It’s almost a new year, a time for new resolutions. Dan Diamond, a Forbes contributor, says that around 40% of Americans make New Year’s resolutions every year, and I suggest that Illinois join the ranks of New Year’s resolution makers. If the state needs any help figuring out what resolutions to make for 2015, I've got a few ideas.

1. Illinois should resolve to become a business-friendly state. A recent Gallup poll gave Illinois an F in all things related to business—it’s hard to start a business, hard to hire, hard to jump through government hoops, hard to keep up with the mountain of taxes. The legislature and the governor need to work together to lessen regulation, lower taxes, and make start-up fees lower. Instead of favoring big business with tax loopholes and breaks, Illinois needs to give small business opportunities to succeed. Those small businesses “constitute nearly half the private-sector workforce and contribute two-thirds of job creation,” according to an August 15, 2014 Chicago Tribune article.

2. Illinois should resolve to balance the budget. The 2015 budget leaves a $5 billion shortfall that would take the income tax remaining at 5% to make up the difference. The legislature and the governor need to create a budget for 2016 that does not depend on taxing the good people of Illinois out of house and home. We need to cut spending in places that don’t benefit the people and to live within our means.

3. Illinois should resolve to fix the pension predicament. The state has not fulfilled its obligation to public employees, in essence stealing from the retirement of people who have worked hard to serve the state, the teachers, the police officers, the firemen and the state workers. Illinois needs to keep its promises to its employees but also needs to create a retirement plan for new employees that provides for their retirement but does not cost taxpayers astronomical amounts.

※ ※ ※

TASKS TO CARRY OUT —
1) In the piece on New Year's resolutions for Illinois, what grade did a Gallup poll give the state on business matters?
2) Write the next part of the piece on New Year's resolutions for Illinois, picking up after its last sentence.

SUPPLIED DATA —
※ ※ ※

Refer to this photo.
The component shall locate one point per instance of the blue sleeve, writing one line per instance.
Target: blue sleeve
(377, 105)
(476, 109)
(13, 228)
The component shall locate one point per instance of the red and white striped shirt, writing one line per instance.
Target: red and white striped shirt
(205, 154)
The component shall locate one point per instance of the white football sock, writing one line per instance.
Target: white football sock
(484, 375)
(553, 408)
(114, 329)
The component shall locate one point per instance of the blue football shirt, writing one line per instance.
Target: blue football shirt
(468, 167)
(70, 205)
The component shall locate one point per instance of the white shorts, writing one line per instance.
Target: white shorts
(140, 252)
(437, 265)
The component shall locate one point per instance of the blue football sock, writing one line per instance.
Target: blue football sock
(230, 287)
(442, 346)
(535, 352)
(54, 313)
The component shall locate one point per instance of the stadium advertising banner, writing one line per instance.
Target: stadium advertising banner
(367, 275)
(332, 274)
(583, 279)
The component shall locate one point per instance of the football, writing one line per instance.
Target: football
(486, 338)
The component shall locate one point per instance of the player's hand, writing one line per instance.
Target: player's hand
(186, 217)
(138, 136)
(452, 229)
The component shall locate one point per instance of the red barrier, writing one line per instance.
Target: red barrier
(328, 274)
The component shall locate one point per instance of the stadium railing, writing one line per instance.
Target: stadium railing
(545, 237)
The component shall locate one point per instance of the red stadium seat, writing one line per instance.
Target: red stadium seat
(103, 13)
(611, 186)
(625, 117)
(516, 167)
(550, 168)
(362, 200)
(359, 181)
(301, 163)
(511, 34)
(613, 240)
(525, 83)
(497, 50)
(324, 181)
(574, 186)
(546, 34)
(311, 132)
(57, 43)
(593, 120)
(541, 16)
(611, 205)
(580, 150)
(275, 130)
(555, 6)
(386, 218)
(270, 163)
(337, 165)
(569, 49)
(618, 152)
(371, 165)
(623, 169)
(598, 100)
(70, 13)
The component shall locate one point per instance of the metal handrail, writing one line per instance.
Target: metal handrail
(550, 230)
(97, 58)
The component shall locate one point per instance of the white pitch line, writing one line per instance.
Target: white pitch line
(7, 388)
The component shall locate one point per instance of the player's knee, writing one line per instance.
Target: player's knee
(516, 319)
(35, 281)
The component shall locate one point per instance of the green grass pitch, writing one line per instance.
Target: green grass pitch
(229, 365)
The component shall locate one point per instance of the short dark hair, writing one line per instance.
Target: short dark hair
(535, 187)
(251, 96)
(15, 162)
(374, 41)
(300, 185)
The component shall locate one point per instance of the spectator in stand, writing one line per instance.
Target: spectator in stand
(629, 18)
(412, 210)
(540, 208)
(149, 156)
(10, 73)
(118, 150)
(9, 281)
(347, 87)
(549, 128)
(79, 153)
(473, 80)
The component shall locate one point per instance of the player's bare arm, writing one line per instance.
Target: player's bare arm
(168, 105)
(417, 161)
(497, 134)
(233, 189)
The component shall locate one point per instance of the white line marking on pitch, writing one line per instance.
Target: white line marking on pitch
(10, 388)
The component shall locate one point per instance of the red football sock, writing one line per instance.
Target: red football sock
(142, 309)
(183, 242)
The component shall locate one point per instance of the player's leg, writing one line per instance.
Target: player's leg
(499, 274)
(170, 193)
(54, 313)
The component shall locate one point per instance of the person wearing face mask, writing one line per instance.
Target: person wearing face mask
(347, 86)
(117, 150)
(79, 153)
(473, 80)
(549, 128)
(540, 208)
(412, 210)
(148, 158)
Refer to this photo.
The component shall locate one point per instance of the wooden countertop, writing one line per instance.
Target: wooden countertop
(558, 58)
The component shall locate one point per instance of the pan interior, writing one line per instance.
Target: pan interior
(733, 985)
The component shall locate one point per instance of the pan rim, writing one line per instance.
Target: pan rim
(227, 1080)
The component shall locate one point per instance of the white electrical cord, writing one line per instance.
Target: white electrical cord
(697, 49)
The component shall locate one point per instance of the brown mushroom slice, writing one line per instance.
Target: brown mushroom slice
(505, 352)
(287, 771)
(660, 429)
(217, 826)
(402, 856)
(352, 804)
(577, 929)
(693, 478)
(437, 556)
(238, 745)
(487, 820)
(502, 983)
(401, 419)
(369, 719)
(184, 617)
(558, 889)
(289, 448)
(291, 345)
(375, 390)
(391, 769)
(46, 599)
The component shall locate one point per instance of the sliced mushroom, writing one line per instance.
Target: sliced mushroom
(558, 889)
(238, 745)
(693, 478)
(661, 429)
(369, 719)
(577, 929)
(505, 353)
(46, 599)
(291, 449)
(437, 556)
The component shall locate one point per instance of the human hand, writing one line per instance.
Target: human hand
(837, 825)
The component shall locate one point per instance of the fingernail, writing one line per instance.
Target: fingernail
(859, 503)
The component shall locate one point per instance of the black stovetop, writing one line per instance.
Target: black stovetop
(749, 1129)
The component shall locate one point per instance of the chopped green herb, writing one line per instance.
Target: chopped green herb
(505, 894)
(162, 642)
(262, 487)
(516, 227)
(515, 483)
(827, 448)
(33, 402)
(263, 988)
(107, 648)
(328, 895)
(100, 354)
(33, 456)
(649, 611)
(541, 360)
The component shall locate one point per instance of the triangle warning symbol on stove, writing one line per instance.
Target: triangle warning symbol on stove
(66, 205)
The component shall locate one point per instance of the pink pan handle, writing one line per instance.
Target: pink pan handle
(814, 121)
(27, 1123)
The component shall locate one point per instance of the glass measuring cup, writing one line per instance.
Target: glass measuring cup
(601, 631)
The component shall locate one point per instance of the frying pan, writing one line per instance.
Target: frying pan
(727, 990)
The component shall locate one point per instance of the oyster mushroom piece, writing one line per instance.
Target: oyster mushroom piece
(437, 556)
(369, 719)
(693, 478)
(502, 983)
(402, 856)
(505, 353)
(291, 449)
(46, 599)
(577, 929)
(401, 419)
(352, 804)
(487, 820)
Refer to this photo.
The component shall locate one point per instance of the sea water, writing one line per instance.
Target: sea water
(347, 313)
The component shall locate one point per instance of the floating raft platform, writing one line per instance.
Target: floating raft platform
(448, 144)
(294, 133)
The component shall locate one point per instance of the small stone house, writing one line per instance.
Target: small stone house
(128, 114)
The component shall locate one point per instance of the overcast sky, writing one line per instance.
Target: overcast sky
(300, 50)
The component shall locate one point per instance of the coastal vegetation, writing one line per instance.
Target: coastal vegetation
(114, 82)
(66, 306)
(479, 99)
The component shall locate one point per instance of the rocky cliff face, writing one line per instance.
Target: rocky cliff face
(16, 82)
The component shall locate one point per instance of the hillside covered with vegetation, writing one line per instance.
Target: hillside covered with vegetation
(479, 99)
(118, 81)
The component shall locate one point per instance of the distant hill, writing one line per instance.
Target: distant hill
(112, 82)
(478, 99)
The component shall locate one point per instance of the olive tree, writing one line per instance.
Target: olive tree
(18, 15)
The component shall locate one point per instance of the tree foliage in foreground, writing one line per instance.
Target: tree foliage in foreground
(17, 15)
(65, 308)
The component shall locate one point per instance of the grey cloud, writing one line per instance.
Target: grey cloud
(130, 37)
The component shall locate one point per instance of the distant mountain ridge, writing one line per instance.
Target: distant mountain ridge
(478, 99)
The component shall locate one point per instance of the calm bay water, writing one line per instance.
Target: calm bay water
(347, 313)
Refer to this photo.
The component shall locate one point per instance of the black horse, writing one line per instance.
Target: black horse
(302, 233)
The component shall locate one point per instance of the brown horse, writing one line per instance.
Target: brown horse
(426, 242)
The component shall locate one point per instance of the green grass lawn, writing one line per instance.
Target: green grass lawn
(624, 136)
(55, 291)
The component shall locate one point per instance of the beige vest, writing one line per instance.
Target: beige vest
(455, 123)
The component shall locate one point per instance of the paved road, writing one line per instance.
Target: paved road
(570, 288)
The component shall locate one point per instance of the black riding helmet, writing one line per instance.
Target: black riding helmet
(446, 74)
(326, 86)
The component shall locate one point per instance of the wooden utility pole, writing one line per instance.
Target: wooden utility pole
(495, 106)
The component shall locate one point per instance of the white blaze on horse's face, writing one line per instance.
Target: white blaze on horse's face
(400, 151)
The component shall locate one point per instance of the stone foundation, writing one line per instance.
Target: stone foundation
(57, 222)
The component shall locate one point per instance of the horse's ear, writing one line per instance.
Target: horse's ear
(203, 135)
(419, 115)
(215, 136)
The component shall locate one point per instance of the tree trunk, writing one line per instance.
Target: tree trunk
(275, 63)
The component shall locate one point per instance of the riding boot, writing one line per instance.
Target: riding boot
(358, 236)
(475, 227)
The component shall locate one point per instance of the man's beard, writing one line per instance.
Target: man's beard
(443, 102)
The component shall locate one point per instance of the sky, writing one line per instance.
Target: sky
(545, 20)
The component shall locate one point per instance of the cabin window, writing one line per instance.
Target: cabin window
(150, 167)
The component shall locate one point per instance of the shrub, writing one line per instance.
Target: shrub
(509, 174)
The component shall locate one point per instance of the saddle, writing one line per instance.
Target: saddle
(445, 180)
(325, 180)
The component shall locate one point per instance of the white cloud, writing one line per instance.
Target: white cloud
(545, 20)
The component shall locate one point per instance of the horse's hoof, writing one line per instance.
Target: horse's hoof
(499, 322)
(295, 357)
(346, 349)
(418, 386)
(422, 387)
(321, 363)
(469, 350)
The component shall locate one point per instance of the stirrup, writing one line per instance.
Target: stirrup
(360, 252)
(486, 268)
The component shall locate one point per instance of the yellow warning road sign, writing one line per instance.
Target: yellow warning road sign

※ ※ ※

RESULTS OF THE EXERCISE —
1) An F.

2)
4. Illinois should resolve to reform education funding. The current funding plan favors Chicago and collar county districts and under serves downstate districts. Current state funding funnels money into large Chicago districts but leaves downstate schools to rely on property taxes for the funds to support school programs. The legislature needs to create a plan that funds Chicago and downstate schools equally. Our downstate students are just as important as city students and deserve the same opportunities and programs that city students are given.

5. Illinois should resolve to throw out partisan politics. Partisan politics on both sides of the aisle has done nothing to help our state. Politicians create programs that benefit them or their party but don’t necessarily benefit the good of the people. For 2015, politicians need to forget about their own personal ambitions to create an environment that fosters economic and social growth.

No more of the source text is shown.